* _Partes del ejercicio_
a: Responde estas preguntas sobre la nota de la inflación:
(i) ¿Qué porcentaje de inflación reveló el INDEC para marzo?
(ii) ¿Cuánto subieron solo los alimentos en ese mes?
(iii) ¿Qué intenta hacer el Ejecutivo con el impacto del dato?
b: ¿Puedes transcribir de la nota sobre la inflación el fragmento que comienza con "La inflación del" y sigue hasta "las proyecciones económicas."?
c: ¿Cómo seguiría la nota sobre la inflación de marzo? Escribe su continuación a partir de la última oración.

* _Texto_
__________________________________________________

La inflación del 3,7% en marzo golpea la narrativa del Gobierno de Milei, desmoronando el discurso de desinflación y revelando tensiones con el FMI. Aunque el Ejecutivo intenta minimizar el impacto, los precios de alimentos han desafiado las expectativas, lo que lleva a un ajuste en las proyecciones económicas.
La inflación golpea el relato oficial y anticipa nuevas turbulencias
El Gobierno enfrenta su primera gran derrota narrativa desde que asumió. El dato del INDEC, que reveló una inflación del 3,7% para marzo —con un preocupante 5,8% solo en alimentos— no solo destruye el discurso de desinflación que Javier Milei sostenía con entusiasmo, sino que también expone una grieta en el vínculo con el Fondo Monetario Internacional, impulsado por el polémico aval a una devaluación que aún no impactó en las cifras.

__________________________________________________

* _Información_
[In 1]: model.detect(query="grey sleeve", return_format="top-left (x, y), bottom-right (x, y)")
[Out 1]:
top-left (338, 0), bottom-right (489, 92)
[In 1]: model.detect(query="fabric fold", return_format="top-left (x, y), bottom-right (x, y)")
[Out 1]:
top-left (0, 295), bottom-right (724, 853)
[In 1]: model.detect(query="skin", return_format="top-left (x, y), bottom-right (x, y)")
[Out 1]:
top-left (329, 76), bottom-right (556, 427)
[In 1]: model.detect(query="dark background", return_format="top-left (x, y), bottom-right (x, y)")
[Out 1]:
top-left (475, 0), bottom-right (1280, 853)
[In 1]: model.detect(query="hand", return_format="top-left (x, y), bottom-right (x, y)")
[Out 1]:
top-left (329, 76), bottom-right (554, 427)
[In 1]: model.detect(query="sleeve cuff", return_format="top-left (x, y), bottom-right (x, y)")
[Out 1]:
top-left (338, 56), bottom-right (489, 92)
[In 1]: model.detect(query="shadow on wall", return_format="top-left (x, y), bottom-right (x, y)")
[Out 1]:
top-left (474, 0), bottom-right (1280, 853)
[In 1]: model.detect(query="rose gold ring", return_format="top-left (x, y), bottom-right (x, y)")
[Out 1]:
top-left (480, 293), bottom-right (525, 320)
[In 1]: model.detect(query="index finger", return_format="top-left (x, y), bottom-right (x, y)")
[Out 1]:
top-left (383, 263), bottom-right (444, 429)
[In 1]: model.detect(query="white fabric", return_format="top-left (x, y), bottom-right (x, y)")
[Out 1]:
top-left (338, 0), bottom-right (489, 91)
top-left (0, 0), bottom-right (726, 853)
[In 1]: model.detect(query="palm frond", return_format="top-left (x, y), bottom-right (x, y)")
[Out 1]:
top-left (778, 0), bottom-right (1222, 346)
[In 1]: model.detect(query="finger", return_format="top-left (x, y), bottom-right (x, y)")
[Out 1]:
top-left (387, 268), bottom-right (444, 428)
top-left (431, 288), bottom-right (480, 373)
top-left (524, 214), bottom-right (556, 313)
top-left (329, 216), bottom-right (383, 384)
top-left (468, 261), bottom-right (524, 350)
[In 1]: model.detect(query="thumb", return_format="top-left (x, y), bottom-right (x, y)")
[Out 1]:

__________________________________________________

* _Sección de respuestas_
a:
(i) 3,7%.
(ii) 5,8%.
(iii) Minimizarlo.

b:
La inflación del 3,7% en marzo golpea la narrativa del Gobierno de Milei, desmoronando el discurso de desinflación y revelando tensiones con el FMI. Aunque el Ejecutivo intenta minimizar el impacto, los precios de alimentos han desafiado las expectativas, lo que lleva a un ajuste en las proyecciones económicas.

c:
La cifra sorprendió a propios y ajenos. No porque no hubiera señales, sino porque el Ejecutivo había insistido en que la inflación estaba “domada”. Desde el Ministerio de Economía, las explicaciones bordean el absurdo. En un intento de disfrazar el golpe, argumentaron que la suba responde a métodos de medición antiguos y que una nueva metodología —que el propio INDEC comenzó a probar— refleja un número menor. Como si esa prueba pudiera más que la realidad en góndolas y bolsillos.
Pero el mercado no compra discursos: tras conocerse la cifra, operadores financieros comenzaron a ajustar sus previsiones para abril, y algunas consultoras privadas ya advierten que el mes podría cerrar por encima del 5%. Aquí asoma el peso de una decisión que aún no se reflejó: la devaluación del 23% que, según trascendió, fue una exigencia expresa del FMI en el marco del nuevo entendimiento con el Gobierno.
Milei, atrapado entre su narrativa de ortodoxia libertaria y la necesidad de renegociar con el Fondo en términos poco soberanos, vive el dilema de entregar piezas clave de su política económica a cambio de dólares que le permitan evitar una nueva corrida cambiaria. La interpretación en algunos rincones del oficialismo es que la Casa Rosada no esperaba un ajuste tan veloz de precios tras la devaluación pactada y que confiaban en ‘licuar’ impactos con un consumo deprimido y salarios planchados. Pero los alimentos —y su elasticidad incontrolable— patearon el tablero.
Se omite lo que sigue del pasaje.